EXTRACT PROVIDED:
((
Mr. Z. shall do all this so that the landscape-loving people of Colombia -- all 51 million of them (don't believe the official count) -- can get beyond the flash-trash headlines of their tabloids and instead learn that good miners, like good coffee growers, are as important to his gorgeous nation and its economic and social well being as good football teams are.

Of course, the odds of that happening in his first year of office are probably as far-fetched as Tonalist was at 10 to 1 before the big race. But not, one hopes, as long odds as Colombia at 45 to 1 is in FIFA WORLD CUP.  

We'll see. First, Mr. Z. must beat his even-odds chance at winning the runoff Sunday. When that happens, I will be pledging to visit the nation another 21 times over the span of six years, renewing my equity affairs with (to date) Colombian Mines, out-performing Atico Mining, struggling Solvista Gold, evaporating Waymar Resources and one or two others.

That's right, I still own all of those, and a couple of others in what was 75 years ago South America's largest gold producing nation.
))
RECORDED DATA:
((
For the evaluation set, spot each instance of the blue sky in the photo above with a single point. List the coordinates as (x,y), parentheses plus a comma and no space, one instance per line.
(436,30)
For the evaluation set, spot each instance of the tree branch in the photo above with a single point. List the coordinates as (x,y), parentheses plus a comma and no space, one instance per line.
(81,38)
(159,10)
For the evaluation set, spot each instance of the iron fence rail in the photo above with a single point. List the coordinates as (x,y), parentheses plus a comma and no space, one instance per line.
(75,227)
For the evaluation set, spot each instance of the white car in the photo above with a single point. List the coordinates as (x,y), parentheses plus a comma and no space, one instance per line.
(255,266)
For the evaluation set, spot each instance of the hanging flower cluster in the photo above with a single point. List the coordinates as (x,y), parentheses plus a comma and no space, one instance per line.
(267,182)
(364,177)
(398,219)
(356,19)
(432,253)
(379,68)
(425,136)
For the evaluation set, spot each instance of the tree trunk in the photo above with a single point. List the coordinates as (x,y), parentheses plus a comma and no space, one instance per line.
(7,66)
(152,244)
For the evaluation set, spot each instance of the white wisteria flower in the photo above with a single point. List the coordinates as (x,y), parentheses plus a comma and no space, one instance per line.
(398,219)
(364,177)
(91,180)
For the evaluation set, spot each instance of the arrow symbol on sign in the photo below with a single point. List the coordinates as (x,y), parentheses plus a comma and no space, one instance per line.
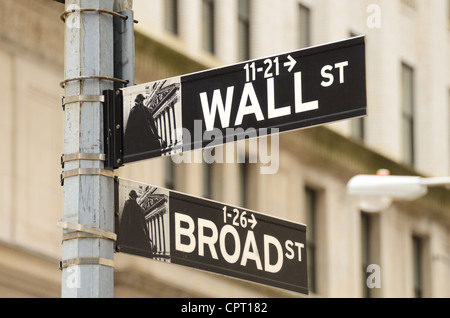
(253,221)
(291,63)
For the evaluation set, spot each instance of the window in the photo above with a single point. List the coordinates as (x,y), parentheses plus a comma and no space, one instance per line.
(408,113)
(305,26)
(208,25)
(171,16)
(311,240)
(244,29)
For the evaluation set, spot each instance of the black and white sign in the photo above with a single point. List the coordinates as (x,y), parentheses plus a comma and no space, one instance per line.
(177,228)
(290,91)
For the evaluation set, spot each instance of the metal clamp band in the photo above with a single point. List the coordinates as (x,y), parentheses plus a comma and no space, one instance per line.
(66,13)
(83,156)
(81,78)
(86,261)
(87,172)
(83,98)
(92,231)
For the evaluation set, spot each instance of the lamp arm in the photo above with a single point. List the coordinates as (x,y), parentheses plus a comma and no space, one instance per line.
(436,182)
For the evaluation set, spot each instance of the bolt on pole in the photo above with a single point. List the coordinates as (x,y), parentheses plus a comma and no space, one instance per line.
(87,254)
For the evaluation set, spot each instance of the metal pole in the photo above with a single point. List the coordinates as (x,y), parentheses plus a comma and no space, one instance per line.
(88,218)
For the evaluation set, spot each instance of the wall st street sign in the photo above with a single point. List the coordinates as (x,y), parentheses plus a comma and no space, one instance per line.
(294,90)
(177,228)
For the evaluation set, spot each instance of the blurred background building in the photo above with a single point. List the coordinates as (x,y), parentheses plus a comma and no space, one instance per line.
(407,131)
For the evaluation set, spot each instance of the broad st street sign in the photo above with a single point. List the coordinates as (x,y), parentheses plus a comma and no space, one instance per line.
(299,89)
(177,228)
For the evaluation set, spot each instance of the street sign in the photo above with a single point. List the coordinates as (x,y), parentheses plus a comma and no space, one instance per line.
(294,90)
(172,227)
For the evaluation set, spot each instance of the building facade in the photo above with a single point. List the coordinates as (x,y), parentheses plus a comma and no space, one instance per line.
(402,251)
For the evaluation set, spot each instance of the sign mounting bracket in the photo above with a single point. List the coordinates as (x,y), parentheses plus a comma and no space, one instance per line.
(112,111)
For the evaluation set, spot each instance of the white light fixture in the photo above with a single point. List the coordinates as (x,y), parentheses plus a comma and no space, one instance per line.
(376,192)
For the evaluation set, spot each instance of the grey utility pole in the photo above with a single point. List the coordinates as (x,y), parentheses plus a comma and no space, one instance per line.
(88,218)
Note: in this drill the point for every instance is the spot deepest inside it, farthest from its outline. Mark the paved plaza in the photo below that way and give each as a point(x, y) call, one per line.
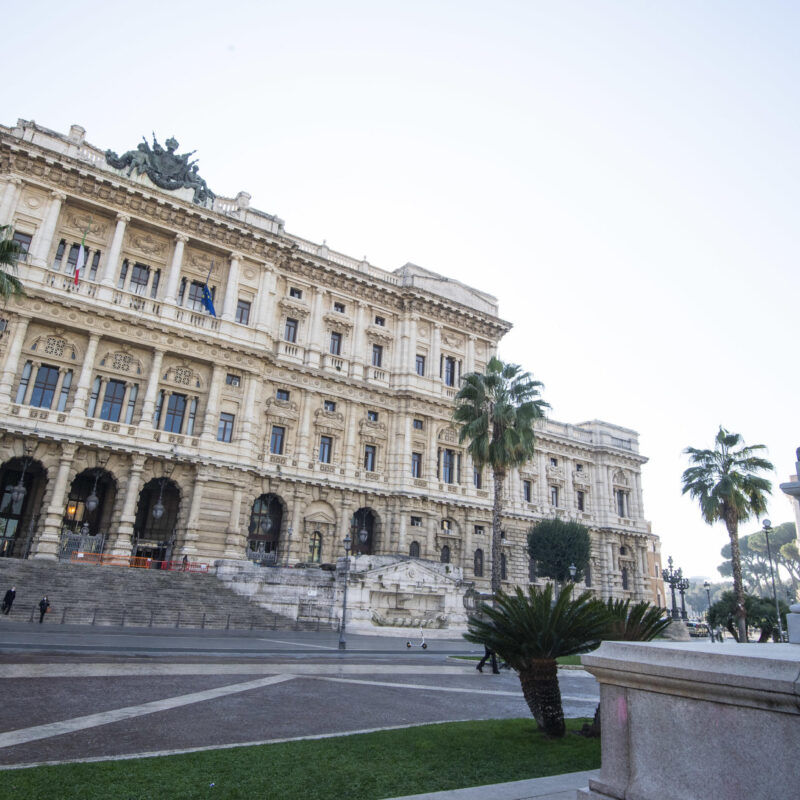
point(95, 693)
))
WORK INSTRUCTIONS: Please write out the text about Colombia word for word, starting at "We'll see. First, Mr." and ending at "or two others.".

SOLUTION TO THE PROBLEM:
We'll see. First, Mr. Z. must beat his even-odds chance at winning the runoff Sunday. When that happens, I will be pledging to visit the nation another 21 times over the span of six years, renewing my equity affairs with (to date) Colombian Mines, out-performing Atico Mining, struggling Solvista Gold, evaporating Waymar Resources and one or two others.